* **Activity**: Filter the listing below, keeping only the lines with the word "concrete".

* **Provided material**:
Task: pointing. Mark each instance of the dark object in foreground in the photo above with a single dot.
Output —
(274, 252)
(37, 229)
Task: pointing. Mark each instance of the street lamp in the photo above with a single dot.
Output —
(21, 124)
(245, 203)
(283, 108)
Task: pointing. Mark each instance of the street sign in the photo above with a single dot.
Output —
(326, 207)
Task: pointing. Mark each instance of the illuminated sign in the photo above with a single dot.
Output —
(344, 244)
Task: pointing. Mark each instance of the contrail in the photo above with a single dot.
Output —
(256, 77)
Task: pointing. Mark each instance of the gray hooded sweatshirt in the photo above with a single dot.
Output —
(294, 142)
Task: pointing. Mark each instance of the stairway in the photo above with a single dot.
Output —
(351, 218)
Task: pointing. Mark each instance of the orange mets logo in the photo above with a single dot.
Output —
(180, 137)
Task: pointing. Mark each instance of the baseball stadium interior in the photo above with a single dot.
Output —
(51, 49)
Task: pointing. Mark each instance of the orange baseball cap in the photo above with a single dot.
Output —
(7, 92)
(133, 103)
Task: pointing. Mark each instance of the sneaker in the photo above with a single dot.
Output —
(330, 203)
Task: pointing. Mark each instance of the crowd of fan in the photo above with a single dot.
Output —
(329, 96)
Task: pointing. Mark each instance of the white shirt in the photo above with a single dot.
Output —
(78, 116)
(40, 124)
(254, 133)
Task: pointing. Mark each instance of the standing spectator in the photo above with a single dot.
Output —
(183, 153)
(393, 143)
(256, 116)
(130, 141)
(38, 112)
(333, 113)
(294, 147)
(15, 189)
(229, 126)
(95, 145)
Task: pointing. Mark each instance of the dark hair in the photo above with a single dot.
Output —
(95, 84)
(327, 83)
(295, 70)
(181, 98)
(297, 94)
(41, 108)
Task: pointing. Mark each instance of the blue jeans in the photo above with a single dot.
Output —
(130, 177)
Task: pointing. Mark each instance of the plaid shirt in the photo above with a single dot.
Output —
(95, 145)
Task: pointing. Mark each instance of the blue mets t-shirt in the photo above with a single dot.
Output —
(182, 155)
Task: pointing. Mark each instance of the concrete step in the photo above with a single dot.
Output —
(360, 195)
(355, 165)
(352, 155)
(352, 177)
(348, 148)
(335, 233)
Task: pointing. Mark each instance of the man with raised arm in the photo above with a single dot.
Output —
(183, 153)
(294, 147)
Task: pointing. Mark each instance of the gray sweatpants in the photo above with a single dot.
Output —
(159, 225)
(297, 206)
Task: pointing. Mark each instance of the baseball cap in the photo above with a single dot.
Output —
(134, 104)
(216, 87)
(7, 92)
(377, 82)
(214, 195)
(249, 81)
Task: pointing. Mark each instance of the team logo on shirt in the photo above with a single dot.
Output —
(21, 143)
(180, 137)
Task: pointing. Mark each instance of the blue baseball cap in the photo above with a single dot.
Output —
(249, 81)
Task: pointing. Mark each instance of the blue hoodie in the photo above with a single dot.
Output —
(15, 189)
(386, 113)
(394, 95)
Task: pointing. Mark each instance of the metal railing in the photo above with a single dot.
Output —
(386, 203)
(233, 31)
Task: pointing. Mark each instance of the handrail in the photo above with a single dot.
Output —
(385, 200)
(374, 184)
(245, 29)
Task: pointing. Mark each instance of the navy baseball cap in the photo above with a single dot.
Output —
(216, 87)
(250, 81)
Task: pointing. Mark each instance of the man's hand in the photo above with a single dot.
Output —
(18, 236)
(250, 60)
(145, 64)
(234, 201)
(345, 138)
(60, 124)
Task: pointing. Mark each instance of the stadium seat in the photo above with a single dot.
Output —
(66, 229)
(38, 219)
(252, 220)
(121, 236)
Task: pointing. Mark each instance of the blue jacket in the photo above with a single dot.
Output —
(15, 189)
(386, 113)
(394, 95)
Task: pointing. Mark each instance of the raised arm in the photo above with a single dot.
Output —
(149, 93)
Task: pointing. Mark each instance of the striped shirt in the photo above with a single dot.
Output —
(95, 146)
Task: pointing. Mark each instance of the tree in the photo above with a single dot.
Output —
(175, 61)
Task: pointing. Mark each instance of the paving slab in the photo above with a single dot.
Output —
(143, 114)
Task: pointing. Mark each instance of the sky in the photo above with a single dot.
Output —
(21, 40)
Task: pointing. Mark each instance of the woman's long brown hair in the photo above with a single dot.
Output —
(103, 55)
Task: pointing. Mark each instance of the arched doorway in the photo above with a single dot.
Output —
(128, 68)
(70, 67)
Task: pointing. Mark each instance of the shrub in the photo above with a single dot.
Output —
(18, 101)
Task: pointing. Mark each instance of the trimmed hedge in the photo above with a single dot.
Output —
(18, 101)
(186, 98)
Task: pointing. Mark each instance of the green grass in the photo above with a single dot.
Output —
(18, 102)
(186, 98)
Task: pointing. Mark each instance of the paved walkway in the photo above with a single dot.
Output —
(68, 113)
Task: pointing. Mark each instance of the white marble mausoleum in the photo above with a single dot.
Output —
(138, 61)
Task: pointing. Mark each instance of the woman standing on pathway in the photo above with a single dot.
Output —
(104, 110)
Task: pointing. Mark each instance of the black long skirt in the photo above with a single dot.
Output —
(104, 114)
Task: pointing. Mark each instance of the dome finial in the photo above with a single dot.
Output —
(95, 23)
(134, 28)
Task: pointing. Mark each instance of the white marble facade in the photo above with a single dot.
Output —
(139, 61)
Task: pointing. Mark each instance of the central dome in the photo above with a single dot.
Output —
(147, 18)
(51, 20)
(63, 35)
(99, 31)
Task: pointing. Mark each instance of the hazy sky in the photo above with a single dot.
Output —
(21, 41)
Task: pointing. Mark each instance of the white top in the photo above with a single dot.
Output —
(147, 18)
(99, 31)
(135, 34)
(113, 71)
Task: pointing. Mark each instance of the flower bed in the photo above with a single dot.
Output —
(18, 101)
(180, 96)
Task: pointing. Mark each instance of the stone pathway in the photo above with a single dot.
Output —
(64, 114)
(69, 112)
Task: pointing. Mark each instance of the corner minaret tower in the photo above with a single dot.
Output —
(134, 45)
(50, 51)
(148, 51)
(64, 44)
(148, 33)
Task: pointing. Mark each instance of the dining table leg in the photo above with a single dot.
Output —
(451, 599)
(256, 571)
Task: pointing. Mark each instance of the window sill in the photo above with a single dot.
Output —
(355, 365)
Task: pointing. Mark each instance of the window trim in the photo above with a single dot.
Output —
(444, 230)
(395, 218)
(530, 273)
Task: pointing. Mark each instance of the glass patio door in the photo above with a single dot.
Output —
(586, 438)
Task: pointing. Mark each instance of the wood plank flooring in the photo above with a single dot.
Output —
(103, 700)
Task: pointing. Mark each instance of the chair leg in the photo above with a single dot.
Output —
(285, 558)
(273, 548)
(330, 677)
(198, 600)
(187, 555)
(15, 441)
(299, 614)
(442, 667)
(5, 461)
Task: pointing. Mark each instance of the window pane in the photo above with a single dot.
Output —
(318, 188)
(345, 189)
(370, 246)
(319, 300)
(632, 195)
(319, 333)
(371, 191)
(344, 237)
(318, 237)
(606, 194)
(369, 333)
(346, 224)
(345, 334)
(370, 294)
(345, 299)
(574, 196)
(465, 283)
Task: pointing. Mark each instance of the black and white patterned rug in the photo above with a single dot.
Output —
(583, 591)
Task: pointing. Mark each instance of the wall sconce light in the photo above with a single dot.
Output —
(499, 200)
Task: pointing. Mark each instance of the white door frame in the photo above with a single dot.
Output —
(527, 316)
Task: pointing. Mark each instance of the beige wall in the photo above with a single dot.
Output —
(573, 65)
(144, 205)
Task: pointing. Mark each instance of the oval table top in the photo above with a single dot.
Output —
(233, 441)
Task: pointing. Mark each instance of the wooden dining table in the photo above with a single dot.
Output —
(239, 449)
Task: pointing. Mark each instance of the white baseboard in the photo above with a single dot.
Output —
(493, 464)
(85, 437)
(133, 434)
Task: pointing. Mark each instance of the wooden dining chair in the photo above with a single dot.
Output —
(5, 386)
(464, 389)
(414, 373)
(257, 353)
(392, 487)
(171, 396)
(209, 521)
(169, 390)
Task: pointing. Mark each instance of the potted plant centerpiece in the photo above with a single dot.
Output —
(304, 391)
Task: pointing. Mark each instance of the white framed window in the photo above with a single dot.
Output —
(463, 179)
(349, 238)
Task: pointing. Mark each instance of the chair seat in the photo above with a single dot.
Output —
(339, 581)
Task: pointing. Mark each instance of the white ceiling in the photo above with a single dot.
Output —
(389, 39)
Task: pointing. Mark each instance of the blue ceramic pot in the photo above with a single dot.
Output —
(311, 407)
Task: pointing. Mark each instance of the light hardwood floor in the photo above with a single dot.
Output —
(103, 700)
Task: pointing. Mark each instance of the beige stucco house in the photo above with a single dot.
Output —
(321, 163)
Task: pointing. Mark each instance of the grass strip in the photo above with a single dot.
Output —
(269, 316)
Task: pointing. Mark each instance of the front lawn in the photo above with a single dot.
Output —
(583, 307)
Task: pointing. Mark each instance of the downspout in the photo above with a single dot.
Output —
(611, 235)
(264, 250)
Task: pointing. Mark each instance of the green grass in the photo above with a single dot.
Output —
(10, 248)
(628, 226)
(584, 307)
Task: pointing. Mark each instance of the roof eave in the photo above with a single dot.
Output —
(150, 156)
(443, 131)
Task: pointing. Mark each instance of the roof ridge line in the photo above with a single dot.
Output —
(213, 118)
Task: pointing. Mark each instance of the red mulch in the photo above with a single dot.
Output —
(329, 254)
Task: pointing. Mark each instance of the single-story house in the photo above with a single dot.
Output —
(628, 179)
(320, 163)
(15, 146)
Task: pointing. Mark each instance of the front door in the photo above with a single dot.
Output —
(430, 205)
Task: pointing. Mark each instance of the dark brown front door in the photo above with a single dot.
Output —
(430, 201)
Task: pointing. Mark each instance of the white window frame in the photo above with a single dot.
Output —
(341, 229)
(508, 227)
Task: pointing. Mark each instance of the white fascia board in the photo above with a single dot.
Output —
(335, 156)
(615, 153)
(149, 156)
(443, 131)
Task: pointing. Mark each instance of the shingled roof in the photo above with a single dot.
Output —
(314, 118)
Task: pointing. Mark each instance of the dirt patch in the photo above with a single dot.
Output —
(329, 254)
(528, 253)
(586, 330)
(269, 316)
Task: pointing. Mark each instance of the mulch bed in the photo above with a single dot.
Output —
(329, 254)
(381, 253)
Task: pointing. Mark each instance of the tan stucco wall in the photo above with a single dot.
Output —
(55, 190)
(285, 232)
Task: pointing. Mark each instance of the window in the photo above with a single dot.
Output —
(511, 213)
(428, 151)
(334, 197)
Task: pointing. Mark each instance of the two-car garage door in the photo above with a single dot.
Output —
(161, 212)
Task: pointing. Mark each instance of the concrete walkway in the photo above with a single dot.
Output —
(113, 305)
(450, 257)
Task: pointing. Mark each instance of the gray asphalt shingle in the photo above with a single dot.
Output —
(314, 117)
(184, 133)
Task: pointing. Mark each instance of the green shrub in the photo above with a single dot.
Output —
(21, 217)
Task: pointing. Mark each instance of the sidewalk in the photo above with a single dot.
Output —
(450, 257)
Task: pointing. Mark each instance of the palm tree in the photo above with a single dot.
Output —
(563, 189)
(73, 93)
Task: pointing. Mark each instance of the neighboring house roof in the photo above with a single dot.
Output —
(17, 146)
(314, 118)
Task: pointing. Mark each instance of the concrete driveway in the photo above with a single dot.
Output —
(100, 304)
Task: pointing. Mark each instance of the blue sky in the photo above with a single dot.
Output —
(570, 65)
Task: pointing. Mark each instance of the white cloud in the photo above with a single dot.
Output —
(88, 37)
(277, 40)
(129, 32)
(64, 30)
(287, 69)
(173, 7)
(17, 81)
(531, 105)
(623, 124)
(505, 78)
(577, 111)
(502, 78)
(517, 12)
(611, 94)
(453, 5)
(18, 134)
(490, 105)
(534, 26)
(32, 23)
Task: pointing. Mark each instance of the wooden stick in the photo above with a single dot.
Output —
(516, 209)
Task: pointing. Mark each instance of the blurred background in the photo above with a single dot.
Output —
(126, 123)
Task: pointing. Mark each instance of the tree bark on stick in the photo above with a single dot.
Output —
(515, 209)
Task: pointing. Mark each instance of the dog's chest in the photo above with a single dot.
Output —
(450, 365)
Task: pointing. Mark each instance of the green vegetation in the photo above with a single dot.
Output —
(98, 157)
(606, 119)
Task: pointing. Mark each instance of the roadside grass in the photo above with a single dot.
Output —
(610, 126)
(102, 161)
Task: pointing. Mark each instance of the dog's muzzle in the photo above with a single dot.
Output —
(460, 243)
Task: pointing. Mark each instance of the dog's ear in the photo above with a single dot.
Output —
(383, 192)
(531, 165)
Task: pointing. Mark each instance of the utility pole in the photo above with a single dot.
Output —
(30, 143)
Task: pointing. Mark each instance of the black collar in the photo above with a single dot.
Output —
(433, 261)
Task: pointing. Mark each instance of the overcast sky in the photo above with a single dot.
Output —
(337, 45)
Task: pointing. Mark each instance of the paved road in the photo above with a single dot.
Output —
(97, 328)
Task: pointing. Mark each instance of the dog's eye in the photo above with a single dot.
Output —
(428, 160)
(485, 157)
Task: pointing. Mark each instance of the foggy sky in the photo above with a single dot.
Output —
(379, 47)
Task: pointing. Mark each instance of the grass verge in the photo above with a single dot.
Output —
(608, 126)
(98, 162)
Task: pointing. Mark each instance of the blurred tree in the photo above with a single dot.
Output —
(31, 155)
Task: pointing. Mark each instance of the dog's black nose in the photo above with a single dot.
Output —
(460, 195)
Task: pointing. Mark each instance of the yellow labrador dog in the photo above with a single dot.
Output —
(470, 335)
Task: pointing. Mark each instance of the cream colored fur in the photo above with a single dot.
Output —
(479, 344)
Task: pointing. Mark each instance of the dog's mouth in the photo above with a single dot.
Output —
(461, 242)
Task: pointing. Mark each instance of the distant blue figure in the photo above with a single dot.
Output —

* **Answer section**:
Task: pointing. Mark each instance of the concrete step in the photo above with a single dot.
Task: pointing. Mark each instance of the concrete walkway in the photo above with a single dot.
Task: pointing. Mark each instance of the concrete driveway in the photo above with a single dot.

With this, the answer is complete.